■ What you need to do ■
The entries below contain a stretch that opens with the line containing "TARGET: road surface" and closes with the line containing "TARGET: man's dark shorts"; set down that stretch exactly, both ends included, and nothing else.

************

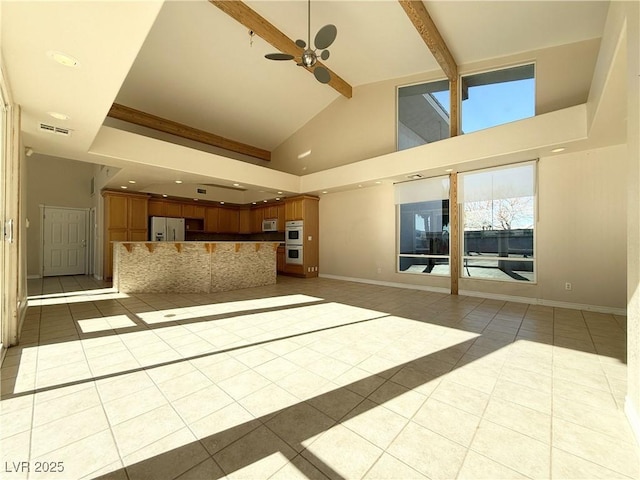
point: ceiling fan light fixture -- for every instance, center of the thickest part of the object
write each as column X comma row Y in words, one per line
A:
column 309, row 58
column 323, row 40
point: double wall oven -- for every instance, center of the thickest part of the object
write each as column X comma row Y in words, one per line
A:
column 293, row 242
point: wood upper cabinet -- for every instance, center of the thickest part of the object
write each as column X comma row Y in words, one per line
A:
column 280, row 217
column 294, row 209
column 125, row 218
column 229, row 220
column 257, row 215
column 173, row 210
column 211, row 217
column 193, row 211
column 137, row 214
column 156, row 208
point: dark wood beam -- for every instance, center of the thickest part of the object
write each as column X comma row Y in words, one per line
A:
column 144, row 119
column 419, row 16
column 454, row 233
column 240, row 12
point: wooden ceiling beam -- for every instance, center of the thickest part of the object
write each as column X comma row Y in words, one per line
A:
column 244, row 15
column 144, row 119
column 419, row 16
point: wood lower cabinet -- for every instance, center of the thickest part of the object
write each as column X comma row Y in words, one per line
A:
column 125, row 218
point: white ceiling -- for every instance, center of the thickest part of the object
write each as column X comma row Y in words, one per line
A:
column 189, row 62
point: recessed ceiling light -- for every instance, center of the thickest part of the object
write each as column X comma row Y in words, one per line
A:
column 63, row 58
column 59, row 116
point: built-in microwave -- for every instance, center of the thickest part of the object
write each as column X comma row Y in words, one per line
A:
column 270, row 225
column 293, row 233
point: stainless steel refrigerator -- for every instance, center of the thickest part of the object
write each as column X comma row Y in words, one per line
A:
column 166, row 229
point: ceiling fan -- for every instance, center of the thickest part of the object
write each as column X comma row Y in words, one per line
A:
column 323, row 40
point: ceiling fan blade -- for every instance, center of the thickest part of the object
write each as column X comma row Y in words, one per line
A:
column 279, row 56
column 322, row 75
column 325, row 36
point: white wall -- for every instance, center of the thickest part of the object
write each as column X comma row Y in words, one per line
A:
column 54, row 182
column 581, row 235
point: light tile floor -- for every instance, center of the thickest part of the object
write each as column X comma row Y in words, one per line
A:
column 311, row 378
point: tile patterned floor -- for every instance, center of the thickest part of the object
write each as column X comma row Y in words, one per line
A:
column 315, row 379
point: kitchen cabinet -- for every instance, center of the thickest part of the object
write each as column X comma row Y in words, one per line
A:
column 193, row 211
column 280, row 260
column 245, row 220
column 294, row 209
column 156, row 208
column 173, row 210
column 212, row 215
column 125, row 219
column 229, row 220
column 257, row 215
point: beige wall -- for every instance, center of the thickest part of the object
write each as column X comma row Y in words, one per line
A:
column 364, row 126
column 581, row 238
column 54, row 182
column 630, row 12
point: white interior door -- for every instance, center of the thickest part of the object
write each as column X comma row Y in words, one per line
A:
column 64, row 241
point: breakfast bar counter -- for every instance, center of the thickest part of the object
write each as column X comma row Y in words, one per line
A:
column 192, row 267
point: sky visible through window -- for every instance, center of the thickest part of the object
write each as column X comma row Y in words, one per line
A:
column 494, row 104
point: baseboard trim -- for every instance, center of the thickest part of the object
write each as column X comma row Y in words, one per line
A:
column 386, row 284
column 634, row 418
column 492, row 296
column 546, row 303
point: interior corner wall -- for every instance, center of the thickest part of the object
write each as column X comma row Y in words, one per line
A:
column 54, row 182
column 580, row 236
column 631, row 12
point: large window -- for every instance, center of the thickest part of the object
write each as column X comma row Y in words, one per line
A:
column 423, row 226
column 498, row 213
column 498, row 97
column 488, row 99
column 423, row 114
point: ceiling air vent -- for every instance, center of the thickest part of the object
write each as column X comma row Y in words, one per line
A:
column 65, row 132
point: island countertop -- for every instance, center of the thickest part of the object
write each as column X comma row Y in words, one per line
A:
column 192, row 267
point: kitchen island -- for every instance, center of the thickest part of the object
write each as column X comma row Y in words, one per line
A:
column 192, row 267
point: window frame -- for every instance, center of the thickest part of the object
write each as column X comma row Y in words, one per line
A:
column 533, row 259
column 400, row 255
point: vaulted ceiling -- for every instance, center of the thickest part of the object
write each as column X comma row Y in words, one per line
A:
column 189, row 62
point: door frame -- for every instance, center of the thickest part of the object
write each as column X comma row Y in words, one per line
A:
column 88, row 233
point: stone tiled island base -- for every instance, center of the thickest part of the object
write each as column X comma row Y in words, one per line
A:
column 192, row 267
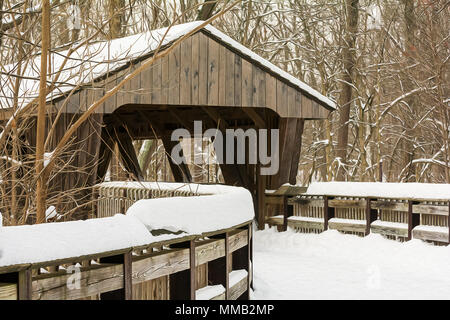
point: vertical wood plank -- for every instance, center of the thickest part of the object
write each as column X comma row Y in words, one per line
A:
column 195, row 67
column 410, row 222
column 259, row 88
column 213, row 72
column 110, row 103
column 298, row 103
column 237, row 80
column 156, row 87
column 174, row 76
column 203, row 70
column 218, row 269
column 24, row 286
column 229, row 78
column 247, row 84
column 146, row 85
column 292, row 110
column 126, row 293
column 282, row 101
column 271, row 92
column 182, row 284
column 185, row 75
column 222, row 74
column 165, row 81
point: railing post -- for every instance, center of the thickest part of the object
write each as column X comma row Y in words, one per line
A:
column 218, row 270
column 448, row 222
column 182, row 284
column 371, row 216
column 23, row 279
column 328, row 212
column 288, row 211
column 126, row 293
column 241, row 260
column 410, row 227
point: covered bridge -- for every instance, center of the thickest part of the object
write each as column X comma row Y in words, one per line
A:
column 208, row 77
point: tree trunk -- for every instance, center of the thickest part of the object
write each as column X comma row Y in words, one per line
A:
column 41, row 187
column 351, row 26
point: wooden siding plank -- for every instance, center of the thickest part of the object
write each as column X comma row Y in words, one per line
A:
column 195, row 68
column 222, row 74
column 259, row 87
column 185, row 74
column 271, row 92
column 156, row 87
column 213, row 72
column 174, row 76
column 237, row 80
column 8, row 291
column 282, row 101
column 203, row 70
column 111, row 102
column 247, row 84
column 230, row 78
column 146, row 84
column 165, row 81
column 93, row 280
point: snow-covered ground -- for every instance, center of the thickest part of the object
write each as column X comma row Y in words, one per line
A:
column 331, row 265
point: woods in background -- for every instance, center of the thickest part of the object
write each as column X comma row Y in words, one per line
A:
column 384, row 62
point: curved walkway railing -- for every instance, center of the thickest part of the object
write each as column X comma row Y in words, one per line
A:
column 399, row 211
column 159, row 250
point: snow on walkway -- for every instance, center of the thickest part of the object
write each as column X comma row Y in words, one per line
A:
column 331, row 265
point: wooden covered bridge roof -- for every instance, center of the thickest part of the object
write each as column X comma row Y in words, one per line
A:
column 206, row 69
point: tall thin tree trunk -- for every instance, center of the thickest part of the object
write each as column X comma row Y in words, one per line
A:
column 351, row 27
column 41, row 187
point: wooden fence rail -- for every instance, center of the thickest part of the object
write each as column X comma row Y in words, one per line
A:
column 115, row 275
column 400, row 219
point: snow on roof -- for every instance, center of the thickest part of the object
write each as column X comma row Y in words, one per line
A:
column 423, row 191
column 146, row 222
column 92, row 61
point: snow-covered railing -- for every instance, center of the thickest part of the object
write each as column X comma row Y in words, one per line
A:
column 117, row 196
column 395, row 210
column 158, row 242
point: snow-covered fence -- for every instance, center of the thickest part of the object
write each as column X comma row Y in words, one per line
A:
column 117, row 196
column 118, row 257
column 395, row 210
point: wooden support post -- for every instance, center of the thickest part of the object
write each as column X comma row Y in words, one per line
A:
column 413, row 219
column 218, row 270
column 182, row 284
column 23, row 279
column 409, row 220
column 126, row 292
column 241, row 260
column 371, row 215
column 448, row 222
column 250, row 242
column 288, row 211
column 328, row 213
column 261, row 198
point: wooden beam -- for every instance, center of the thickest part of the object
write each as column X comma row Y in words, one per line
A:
column 218, row 271
column 182, row 284
column 255, row 117
column 215, row 116
column 125, row 293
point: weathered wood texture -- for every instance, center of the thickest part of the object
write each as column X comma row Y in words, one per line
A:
column 395, row 219
column 201, row 71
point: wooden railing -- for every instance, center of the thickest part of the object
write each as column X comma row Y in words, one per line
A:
column 124, row 274
column 400, row 219
column 180, row 268
column 113, row 198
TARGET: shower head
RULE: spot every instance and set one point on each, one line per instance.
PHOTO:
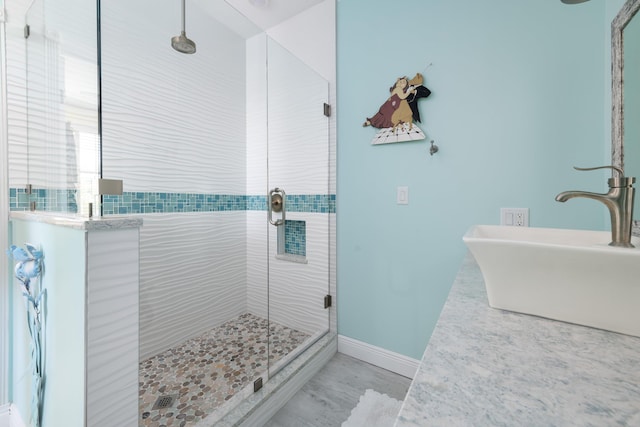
(181, 43)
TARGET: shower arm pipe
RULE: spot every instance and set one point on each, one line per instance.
(183, 18)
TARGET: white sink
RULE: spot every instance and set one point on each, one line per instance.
(567, 275)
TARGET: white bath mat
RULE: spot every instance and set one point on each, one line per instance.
(374, 410)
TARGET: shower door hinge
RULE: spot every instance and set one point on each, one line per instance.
(327, 301)
(327, 109)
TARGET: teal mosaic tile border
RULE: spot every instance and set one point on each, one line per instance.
(141, 203)
(45, 199)
(295, 237)
(147, 202)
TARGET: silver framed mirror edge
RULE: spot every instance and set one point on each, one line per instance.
(624, 16)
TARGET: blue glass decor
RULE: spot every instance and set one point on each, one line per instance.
(28, 270)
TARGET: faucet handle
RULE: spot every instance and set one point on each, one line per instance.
(616, 168)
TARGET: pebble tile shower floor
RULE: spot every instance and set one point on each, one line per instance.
(205, 372)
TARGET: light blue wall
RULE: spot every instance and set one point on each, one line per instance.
(64, 311)
(520, 95)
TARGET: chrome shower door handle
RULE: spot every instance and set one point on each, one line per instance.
(276, 202)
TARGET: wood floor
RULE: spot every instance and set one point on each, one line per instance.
(328, 398)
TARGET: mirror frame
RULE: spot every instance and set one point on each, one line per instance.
(624, 16)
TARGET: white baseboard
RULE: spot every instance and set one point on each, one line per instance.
(10, 417)
(389, 360)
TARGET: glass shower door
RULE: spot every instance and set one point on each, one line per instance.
(299, 205)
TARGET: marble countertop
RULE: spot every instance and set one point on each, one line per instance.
(78, 222)
(488, 367)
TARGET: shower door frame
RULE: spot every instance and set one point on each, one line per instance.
(4, 214)
(321, 118)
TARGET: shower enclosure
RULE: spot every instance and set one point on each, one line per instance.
(228, 157)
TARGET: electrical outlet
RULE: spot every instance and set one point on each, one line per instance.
(518, 217)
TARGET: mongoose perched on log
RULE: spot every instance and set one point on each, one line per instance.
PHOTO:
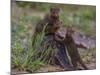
(72, 49)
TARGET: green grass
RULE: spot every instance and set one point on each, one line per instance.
(26, 57)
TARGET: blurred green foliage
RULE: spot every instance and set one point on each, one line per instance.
(24, 17)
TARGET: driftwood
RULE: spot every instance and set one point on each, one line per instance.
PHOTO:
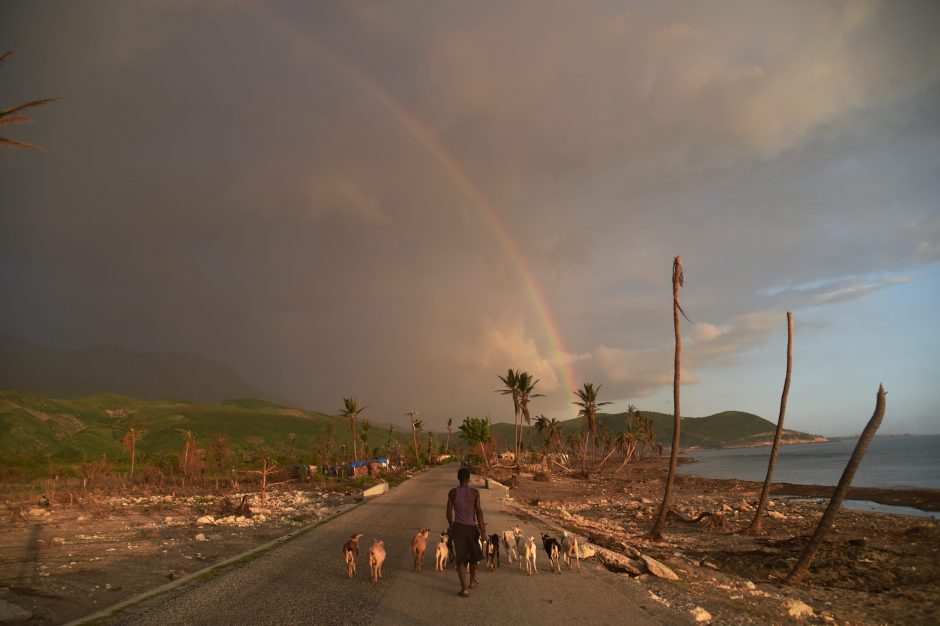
(708, 520)
(564, 468)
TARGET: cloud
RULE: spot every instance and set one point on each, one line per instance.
(505, 345)
(332, 194)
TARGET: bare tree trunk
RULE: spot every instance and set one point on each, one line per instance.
(677, 280)
(485, 460)
(802, 566)
(264, 479)
(755, 527)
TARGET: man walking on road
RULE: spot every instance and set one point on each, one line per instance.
(465, 527)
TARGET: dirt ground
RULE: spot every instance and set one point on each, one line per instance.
(61, 561)
(874, 568)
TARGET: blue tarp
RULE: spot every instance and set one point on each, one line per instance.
(366, 463)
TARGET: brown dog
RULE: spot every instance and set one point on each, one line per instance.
(376, 558)
(418, 545)
(351, 553)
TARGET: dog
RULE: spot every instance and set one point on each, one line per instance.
(530, 552)
(418, 545)
(440, 557)
(569, 548)
(553, 550)
(351, 553)
(521, 543)
(376, 558)
(492, 552)
(510, 539)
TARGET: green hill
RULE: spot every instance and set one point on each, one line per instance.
(727, 429)
(34, 428)
(88, 371)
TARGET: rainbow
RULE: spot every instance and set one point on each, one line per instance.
(461, 180)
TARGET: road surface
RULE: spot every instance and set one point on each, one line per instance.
(304, 581)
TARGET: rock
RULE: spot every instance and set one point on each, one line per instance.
(619, 562)
(658, 569)
(10, 613)
(797, 608)
(700, 615)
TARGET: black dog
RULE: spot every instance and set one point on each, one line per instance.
(553, 550)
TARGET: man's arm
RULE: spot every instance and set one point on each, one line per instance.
(476, 503)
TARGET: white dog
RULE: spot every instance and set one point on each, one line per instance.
(569, 548)
(440, 557)
(530, 554)
(509, 543)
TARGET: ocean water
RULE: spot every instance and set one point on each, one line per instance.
(890, 463)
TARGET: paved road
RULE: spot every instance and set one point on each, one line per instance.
(304, 581)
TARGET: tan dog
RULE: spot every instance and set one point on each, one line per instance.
(376, 558)
(351, 553)
(418, 545)
(440, 557)
(530, 553)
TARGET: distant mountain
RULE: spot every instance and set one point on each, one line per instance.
(728, 429)
(90, 371)
(67, 430)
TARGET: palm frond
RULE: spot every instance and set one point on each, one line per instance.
(9, 120)
(12, 143)
(27, 105)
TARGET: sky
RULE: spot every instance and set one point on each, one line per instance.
(402, 200)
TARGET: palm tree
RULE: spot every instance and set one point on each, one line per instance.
(678, 280)
(14, 115)
(130, 444)
(511, 387)
(416, 427)
(476, 431)
(526, 386)
(755, 527)
(825, 522)
(625, 443)
(351, 411)
(364, 436)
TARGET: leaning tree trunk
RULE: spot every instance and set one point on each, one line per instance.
(677, 281)
(802, 566)
(352, 425)
(755, 527)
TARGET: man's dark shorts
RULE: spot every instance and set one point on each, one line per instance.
(466, 543)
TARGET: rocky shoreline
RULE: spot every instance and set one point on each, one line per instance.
(874, 568)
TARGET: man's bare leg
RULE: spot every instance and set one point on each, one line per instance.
(462, 573)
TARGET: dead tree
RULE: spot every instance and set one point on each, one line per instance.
(755, 527)
(802, 566)
(678, 280)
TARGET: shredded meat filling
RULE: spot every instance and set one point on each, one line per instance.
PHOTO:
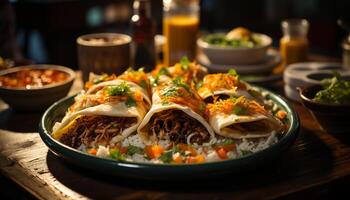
(176, 126)
(92, 131)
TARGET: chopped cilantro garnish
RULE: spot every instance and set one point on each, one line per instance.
(232, 72)
(184, 63)
(238, 110)
(334, 90)
(254, 93)
(134, 149)
(162, 71)
(100, 79)
(143, 84)
(180, 83)
(202, 107)
(167, 157)
(225, 142)
(170, 92)
(130, 102)
(118, 90)
(246, 152)
(116, 154)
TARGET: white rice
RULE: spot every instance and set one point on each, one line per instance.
(243, 147)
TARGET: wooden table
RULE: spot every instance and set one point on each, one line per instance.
(317, 165)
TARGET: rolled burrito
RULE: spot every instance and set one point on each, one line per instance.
(242, 118)
(223, 85)
(177, 115)
(103, 115)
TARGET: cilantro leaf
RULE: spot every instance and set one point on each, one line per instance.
(130, 102)
(239, 110)
(116, 154)
(133, 150)
(118, 90)
(232, 72)
(184, 63)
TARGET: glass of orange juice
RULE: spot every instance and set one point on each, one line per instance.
(294, 43)
(180, 28)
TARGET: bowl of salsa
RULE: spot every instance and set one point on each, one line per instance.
(329, 103)
(35, 87)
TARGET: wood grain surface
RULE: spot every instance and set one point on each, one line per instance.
(316, 162)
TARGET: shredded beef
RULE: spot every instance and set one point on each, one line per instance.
(177, 126)
(96, 130)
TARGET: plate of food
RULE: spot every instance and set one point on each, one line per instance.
(240, 46)
(176, 122)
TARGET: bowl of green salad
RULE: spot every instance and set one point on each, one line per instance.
(240, 46)
(329, 103)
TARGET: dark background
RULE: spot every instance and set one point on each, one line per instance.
(46, 30)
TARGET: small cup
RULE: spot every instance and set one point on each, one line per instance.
(103, 53)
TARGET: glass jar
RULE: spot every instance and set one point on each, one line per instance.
(143, 33)
(294, 43)
(346, 52)
(180, 28)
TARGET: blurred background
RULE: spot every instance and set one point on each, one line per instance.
(45, 31)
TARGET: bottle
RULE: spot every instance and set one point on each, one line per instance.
(143, 32)
(180, 28)
(294, 43)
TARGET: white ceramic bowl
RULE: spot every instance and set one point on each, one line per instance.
(235, 56)
(36, 99)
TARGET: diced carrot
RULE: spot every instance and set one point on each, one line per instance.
(222, 153)
(185, 147)
(123, 150)
(154, 151)
(281, 114)
(195, 159)
(229, 147)
(138, 96)
(93, 151)
(200, 158)
(177, 159)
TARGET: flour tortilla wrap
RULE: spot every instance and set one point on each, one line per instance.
(243, 123)
(223, 85)
(108, 109)
(186, 104)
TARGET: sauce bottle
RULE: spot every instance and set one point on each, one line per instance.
(143, 32)
(294, 43)
(180, 28)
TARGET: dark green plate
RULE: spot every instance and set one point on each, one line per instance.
(166, 171)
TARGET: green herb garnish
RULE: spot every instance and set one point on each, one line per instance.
(134, 149)
(239, 110)
(335, 91)
(202, 107)
(162, 71)
(199, 84)
(170, 91)
(225, 142)
(119, 90)
(116, 154)
(130, 102)
(246, 152)
(232, 72)
(167, 157)
(184, 63)
(100, 79)
(180, 83)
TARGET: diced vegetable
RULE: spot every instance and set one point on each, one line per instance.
(93, 151)
(222, 153)
(131, 150)
(154, 151)
(116, 154)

************

■ Written response ■
TARGET: road surface
RULE: spot every instance and set one point on each, one line per instance.
(304, 581)
TARGET: rock
RULE: spot every instance and set one point on each, one line per instance.
(619, 562)
(658, 569)
(10, 613)
(797, 608)
(700, 615)
TARGET: black dog
RULE: spot every instance and set one point on each, one line per instance.
(553, 550)
TARGET: man's arm
RULE: spot every instance and set one point on each, one line per instance.
(476, 503)
TARGET: white dog
RULE: spot every instance and set one point on each, one line per instance.
(569, 548)
(440, 557)
(530, 554)
(509, 543)
TARGET: ocean water
RULE: spot every instance and set one point on each, one line per instance.
(890, 463)
TARGET: paved road
RULE: spot every instance and set one point on each, one line per instance.
(304, 581)
TARGET: tan dog
RULE: spot every instance and set one point on each, one line per instance.
(376, 558)
(351, 553)
(418, 545)
(440, 557)
(530, 553)
TARGET: distant mountain
RULE: spot every instance and set one point on each, one line per instance.
(728, 429)
(90, 371)
(67, 430)
TARGET: palm frond
RULE: spot every instance and set one point on each, one line per instance.
(9, 120)
(12, 143)
(27, 105)
TARGET: sky
RULE: spot every instance and set one point on each, one line per instance.
(402, 200)
TARGET: palm tree
RULE: spot every instance and set one point on each, one line per instance.
(678, 280)
(14, 115)
(130, 444)
(511, 387)
(416, 427)
(476, 431)
(526, 386)
(755, 527)
(825, 522)
(625, 443)
(351, 411)
(364, 436)
TARGET: leaning tree trunk
RULE: spot every instance and set one point on each, one line per instance.
(677, 281)
(802, 566)
(352, 425)
(755, 527)
TARGET: man's dark shorts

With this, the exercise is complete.